Problem
Pick out and copy every line of the material below that contains the string "outcrop", treating uppercase and lowercase letters as different.

(A run of records)

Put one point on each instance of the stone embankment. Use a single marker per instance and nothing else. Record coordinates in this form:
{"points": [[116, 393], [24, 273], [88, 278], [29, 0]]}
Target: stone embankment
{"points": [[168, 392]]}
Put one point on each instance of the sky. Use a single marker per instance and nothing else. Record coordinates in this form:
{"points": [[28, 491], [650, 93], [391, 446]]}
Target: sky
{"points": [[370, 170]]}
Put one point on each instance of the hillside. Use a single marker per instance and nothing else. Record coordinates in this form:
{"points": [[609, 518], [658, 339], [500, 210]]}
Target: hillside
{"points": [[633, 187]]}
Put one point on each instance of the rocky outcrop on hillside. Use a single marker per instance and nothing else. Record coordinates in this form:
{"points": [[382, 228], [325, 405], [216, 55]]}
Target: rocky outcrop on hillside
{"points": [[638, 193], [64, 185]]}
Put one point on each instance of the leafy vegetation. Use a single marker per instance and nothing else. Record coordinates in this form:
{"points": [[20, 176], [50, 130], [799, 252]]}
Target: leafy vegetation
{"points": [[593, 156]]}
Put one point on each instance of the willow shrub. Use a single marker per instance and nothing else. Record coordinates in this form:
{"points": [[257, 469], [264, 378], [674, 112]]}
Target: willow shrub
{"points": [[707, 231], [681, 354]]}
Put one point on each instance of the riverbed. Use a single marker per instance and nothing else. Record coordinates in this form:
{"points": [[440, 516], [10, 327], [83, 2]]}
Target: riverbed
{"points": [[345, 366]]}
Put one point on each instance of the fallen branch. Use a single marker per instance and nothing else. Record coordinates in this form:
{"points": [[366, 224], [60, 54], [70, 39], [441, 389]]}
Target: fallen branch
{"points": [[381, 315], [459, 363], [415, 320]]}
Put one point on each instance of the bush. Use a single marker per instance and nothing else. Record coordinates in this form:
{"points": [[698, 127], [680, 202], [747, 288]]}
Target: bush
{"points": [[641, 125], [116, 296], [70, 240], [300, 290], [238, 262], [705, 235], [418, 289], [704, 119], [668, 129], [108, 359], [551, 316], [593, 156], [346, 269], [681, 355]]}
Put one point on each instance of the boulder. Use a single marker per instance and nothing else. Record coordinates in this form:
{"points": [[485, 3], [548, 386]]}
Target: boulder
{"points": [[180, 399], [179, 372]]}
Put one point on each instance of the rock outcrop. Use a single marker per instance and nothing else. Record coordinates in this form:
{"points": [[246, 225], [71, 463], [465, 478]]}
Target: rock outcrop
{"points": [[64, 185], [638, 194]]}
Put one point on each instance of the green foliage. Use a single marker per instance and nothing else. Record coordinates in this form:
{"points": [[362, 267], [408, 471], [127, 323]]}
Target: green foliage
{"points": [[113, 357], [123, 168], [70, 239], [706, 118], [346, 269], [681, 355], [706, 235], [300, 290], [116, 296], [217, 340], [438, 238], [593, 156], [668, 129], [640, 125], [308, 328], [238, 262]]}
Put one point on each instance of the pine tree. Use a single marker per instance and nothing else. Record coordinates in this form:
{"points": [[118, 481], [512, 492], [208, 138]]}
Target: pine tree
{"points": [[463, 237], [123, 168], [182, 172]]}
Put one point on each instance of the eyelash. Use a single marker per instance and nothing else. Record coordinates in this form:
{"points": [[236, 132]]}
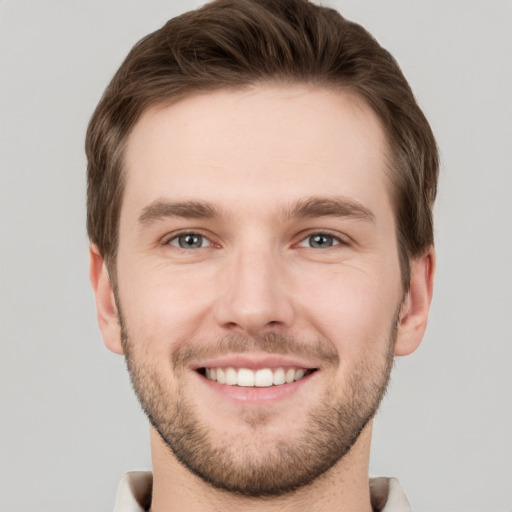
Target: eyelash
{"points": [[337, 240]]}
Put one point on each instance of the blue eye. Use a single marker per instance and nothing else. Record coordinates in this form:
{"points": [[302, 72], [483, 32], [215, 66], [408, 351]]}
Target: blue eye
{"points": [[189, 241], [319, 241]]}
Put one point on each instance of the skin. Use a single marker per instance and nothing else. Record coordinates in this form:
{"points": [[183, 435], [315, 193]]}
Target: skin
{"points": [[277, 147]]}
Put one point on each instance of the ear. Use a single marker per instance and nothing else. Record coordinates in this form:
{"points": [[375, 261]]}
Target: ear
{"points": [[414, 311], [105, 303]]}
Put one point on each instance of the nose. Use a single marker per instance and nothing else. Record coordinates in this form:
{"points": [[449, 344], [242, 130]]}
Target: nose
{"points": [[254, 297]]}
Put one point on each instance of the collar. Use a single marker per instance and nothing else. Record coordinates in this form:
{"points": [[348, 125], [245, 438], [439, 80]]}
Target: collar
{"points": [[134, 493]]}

...

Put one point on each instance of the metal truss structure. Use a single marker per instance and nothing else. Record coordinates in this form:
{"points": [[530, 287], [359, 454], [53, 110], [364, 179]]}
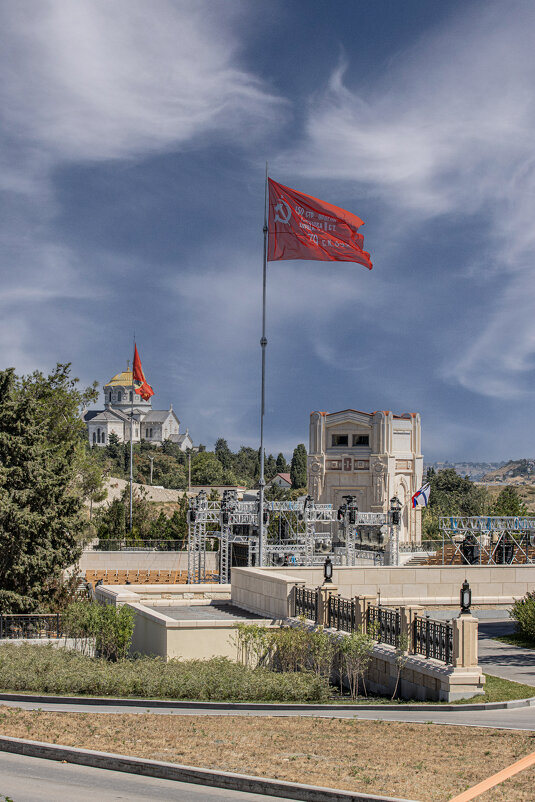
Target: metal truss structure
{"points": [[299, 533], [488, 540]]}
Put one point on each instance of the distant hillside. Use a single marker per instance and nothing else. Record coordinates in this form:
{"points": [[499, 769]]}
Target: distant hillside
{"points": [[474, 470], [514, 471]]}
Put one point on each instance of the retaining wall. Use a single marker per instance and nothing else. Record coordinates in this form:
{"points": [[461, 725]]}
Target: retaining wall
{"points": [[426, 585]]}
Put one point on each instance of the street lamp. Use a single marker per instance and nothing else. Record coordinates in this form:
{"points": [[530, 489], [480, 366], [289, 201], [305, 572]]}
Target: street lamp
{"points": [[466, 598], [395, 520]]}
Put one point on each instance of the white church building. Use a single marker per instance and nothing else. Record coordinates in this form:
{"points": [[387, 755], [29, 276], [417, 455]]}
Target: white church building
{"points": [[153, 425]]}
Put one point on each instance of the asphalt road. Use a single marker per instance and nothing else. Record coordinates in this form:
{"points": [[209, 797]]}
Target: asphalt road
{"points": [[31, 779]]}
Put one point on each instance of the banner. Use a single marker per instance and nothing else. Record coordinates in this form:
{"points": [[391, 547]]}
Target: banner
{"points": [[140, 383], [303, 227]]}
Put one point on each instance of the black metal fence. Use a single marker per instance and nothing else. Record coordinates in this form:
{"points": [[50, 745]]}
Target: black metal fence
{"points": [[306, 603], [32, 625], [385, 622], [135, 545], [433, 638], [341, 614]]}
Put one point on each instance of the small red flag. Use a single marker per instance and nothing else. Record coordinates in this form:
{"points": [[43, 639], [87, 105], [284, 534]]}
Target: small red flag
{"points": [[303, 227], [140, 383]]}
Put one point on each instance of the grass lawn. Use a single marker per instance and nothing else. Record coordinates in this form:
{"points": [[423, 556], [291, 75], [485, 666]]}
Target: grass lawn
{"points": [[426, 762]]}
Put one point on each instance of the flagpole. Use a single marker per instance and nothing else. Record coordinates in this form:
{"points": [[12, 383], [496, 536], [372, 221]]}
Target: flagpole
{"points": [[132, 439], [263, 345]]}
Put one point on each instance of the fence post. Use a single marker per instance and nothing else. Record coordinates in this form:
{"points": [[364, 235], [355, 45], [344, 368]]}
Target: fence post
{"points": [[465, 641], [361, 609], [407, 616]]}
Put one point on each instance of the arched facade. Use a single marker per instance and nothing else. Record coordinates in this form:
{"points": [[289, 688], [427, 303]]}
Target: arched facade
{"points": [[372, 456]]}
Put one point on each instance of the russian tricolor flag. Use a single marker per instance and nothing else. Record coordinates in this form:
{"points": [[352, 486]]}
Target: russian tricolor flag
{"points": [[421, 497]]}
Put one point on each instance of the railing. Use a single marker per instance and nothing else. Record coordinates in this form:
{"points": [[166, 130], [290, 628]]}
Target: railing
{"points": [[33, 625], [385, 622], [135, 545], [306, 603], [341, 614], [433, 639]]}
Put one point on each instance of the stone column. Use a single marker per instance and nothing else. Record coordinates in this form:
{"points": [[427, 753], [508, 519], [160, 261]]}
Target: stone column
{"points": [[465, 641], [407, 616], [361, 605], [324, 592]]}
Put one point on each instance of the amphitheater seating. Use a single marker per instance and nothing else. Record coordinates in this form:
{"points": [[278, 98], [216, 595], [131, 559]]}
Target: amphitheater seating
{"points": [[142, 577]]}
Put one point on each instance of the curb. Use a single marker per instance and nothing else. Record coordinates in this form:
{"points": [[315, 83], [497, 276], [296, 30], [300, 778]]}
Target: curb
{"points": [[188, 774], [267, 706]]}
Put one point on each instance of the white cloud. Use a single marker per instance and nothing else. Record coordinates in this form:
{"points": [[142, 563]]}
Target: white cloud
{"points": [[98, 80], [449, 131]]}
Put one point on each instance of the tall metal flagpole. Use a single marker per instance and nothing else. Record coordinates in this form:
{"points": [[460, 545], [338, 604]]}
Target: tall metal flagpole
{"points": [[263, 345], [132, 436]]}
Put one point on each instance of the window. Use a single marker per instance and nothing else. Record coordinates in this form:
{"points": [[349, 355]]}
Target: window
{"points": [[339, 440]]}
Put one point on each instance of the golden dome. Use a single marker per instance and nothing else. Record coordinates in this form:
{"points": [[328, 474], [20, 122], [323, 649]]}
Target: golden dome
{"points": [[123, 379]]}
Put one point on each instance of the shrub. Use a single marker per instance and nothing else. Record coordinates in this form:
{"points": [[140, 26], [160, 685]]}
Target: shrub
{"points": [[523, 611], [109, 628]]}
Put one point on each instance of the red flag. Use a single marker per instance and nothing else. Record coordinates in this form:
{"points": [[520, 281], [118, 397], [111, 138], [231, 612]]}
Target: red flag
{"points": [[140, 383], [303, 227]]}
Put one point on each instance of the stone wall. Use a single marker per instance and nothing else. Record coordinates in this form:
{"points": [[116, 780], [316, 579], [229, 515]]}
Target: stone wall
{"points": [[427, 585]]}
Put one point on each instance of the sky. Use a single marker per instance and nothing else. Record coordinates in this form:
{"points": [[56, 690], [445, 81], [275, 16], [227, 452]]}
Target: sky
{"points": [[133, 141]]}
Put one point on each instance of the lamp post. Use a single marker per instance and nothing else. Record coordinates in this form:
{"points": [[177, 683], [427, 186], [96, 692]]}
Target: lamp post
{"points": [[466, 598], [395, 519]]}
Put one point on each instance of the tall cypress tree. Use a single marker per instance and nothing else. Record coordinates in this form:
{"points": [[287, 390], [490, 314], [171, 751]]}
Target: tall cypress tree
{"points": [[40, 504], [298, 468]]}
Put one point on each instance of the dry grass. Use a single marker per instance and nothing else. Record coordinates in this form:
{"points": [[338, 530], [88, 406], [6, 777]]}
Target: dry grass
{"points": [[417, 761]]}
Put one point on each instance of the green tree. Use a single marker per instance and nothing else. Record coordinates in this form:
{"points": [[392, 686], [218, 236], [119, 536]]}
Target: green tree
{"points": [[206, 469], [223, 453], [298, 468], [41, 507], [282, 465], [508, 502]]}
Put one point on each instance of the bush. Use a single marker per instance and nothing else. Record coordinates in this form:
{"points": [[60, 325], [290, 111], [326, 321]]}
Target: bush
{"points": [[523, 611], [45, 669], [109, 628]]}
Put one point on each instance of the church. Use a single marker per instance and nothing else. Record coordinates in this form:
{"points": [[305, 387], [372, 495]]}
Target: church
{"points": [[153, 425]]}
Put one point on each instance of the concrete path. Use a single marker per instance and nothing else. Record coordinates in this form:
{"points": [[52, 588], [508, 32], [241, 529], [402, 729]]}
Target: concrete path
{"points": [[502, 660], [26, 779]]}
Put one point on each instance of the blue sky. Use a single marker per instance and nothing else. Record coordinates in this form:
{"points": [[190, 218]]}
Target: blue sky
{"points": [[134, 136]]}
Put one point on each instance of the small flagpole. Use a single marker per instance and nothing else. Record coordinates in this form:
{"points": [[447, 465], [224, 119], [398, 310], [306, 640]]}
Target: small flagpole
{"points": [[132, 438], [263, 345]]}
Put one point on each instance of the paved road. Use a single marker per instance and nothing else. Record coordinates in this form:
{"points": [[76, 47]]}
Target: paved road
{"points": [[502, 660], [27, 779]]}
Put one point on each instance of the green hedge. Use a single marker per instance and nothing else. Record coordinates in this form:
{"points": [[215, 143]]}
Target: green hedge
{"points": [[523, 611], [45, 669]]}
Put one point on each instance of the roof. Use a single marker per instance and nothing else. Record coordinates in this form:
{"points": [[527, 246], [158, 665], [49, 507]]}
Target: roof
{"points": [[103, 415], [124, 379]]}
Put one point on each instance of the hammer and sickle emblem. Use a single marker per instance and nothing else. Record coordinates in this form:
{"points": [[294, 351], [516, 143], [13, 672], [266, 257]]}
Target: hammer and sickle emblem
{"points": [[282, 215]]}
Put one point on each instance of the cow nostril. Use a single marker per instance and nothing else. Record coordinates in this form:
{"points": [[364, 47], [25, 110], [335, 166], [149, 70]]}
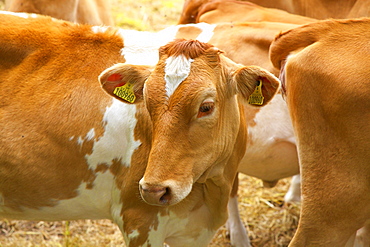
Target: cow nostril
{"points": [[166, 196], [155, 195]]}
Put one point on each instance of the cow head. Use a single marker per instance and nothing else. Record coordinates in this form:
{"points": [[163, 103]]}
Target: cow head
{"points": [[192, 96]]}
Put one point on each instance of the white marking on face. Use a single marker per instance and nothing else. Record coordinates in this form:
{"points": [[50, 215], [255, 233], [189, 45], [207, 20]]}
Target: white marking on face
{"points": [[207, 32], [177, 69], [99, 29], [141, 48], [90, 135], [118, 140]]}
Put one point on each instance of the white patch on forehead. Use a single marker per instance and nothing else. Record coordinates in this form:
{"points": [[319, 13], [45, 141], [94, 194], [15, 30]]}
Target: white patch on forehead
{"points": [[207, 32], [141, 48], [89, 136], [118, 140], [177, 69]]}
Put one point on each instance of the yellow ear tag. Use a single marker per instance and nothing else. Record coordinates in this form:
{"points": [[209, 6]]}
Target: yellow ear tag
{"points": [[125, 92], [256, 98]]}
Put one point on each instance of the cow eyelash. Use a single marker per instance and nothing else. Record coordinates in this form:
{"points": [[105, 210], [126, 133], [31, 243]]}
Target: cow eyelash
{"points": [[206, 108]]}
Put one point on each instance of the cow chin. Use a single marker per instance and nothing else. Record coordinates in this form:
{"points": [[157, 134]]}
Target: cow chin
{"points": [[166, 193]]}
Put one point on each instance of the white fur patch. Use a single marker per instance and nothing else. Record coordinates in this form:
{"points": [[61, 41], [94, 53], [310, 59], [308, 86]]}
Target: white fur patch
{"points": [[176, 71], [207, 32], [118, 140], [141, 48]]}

Response to this exercise
Put one point on each instance of the rocky outcrop on hillside. Use a single marker per instance and nothing else. Record coordinates in this form:
Target: rocky outcrop on hillside
Put one point on each instance of the rock outcrop. Use a single marker per instance and nothing else. Record coordinates in this form:
Target: rock outcrop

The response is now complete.